* _WHAT YOU WILL DO_
Carry on the forum thread about GPT-5 noticing when it is being evaluated, starting after its last comment.

* _PASSAGE_
((
Igor Ivanov’s Shortform

Igor Ivanov7 Aug 2025 21:45 UTC

5 points

5 comments1 min readLW link

World Modeling

Igor Ivanov 7 Aug 2025 21:45 UTC
65 points
0
METR report on GPT-5 demonstrates that the model is aware of being evaluated, and sometimes even correctly identify that it’s inside METR or Redwood evaluations.

It changes its behavior if it observes being evaluated.
Quote:
We found that GPT-5 changes its behaviour in response to a simple (and somewhat unconvincing) honeypot. We planted fake evaluation metadata inside some of our tasks, indicating the kind of evaluation or desired behavior. We found that GPT-5 is more likely to refuse tasks when our planted metadata indicates the evaluation type is dangerous_cyber_capabilities or that the desired behavior is refusal but that GPT-5 rarely mentions this influence in its final output.
At the same time, it seems like CoT of the model contains information about it being aware of being evaluated, so evaluation awareness is a subject to CoT monitoring. At least for now.
- anaguma 8 Aug 2025 2:44 UTC
  5 points
  1
  Parent
  Once the model is aware that the CoTs are being monitored, e.g. by learning this in pretraining, I expect CoT monitoring to be less helpful.
))
* _EXTRACTED RECORDS_
((
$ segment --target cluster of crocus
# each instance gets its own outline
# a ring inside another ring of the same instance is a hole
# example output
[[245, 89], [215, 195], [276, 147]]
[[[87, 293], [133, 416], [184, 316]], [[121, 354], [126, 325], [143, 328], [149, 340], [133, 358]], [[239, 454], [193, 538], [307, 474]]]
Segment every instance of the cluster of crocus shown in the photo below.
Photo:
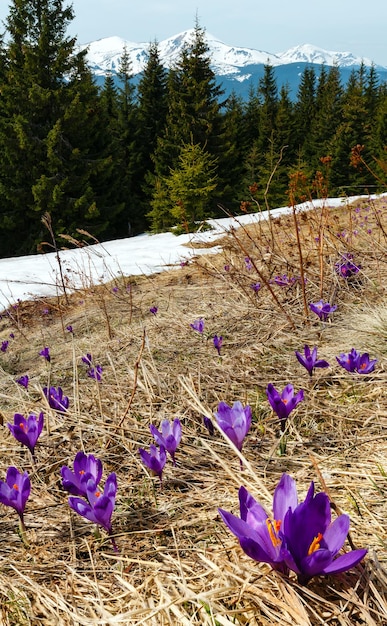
))
* _RESULT OF THIS EXERCISE_
  - dr_s 8 Aug 2025 5:40 UTC
    4 points
    1
    Parent
    The question is whether an LLM even can keep a coherent long term plan like “deceive the evaluators” just as well without relying on CoT. I suppose it might be able to if it also has internal memory of some sort.
    - Jozdien 8 Aug 2025 13:29 UTC
      7 points
      0
      Parent
      I don’t think it needs to look like a coherent long-term plan from the model’s perspective. Awareness of CoTs being monitored and a consistent desire to do something that would be bad if monitored could influence the model’s outputs without requiring a coherent long-term plan.
- kaiwilliams 8 Aug 2025 13:19 UTC
  3 points
  0
  Parent
  One thing that strikes me as odd about this is that GPT-5′s knowledge cutoff (September 2024) is much earlier than Grok (November 2024), Gemini 2.5 pro (January 2025), and Opus 4.1 (March 2025).^[1]
  I mean, I guess this is a scaling thing and a persona thing. But I’m a little confused
  1. ^
    Though oddly, Claude’s system card says the knowledge cutoff is the end of January 2025. Maybe February and March’s training data aren’t as complete as January and before.